### WORK TO BE COMPLETED:
Copy the entries that appear below in full, leaving out any picture among them.

+++ DATASET EXTRACT

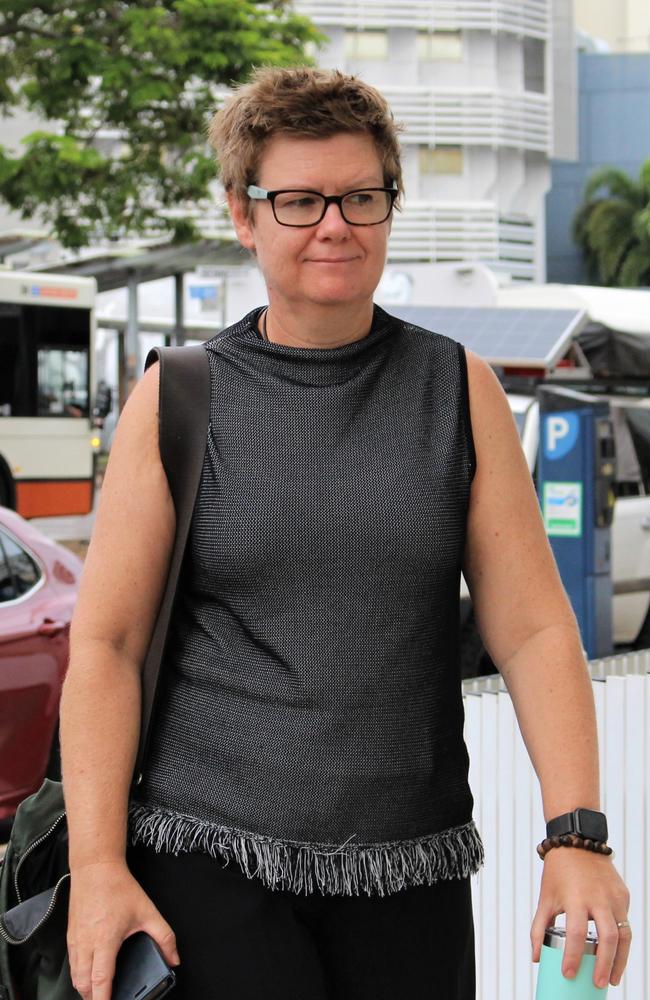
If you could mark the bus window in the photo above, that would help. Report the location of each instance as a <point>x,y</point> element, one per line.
<point>62,382</point>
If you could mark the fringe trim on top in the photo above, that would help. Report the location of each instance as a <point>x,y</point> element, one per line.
<point>382,868</point>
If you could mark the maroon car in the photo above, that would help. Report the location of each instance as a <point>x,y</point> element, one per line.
<point>38,588</point>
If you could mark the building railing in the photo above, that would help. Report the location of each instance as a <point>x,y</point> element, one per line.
<point>472,117</point>
<point>445,230</point>
<point>528,17</point>
<point>434,231</point>
<point>508,814</point>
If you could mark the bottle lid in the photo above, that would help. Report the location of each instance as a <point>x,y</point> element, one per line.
<point>555,937</point>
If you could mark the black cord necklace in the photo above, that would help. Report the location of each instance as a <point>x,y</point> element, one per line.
<point>263,324</point>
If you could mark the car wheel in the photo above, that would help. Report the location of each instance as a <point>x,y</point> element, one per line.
<point>7,486</point>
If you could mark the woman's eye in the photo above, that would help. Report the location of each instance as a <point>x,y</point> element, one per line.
<point>361,198</point>
<point>304,202</point>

++++++

### EXERCISE RESPONSE:
If you could mark the bus window in the photo above, that would help. Report the location of each instance as a <point>x,y</point> element, one per line.
<point>62,382</point>
If you could mark the fringe trim on top in the photo above, that would help. Report the location of each instance as a <point>x,y</point> element, one per line.
<point>382,868</point>
If you could mark the maroon car in the photo above, that would help. Report the location of each instance as a <point>x,y</point> element, one per line.
<point>38,588</point>
If you could mark the building railing in the photo above, that would help. Report the location of each instance as a <point>x,y</point> element, one per line.
<point>472,117</point>
<point>445,230</point>
<point>528,17</point>
<point>434,231</point>
<point>508,814</point>
If you could mark the bottle lid in the photo above, that would help. Report the location of each instance as a <point>x,y</point> element, one per line.
<point>555,937</point>
If you could mark the black cord necklace in the photo above, that would help. Report the location of each instance as a <point>x,y</point> element, one per line.
<point>263,324</point>
If you could mark the car wheel in the photo above, that would help. Report the location of each instance as a <point>x,y</point> element, one per line.
<point>7,486</point>
If you could mark the woman's eye in the photo above, that would help. Report the location of each instance as a <point>x,y</point> element, one per line.
<point>361,198</point>
<point>304,202</point>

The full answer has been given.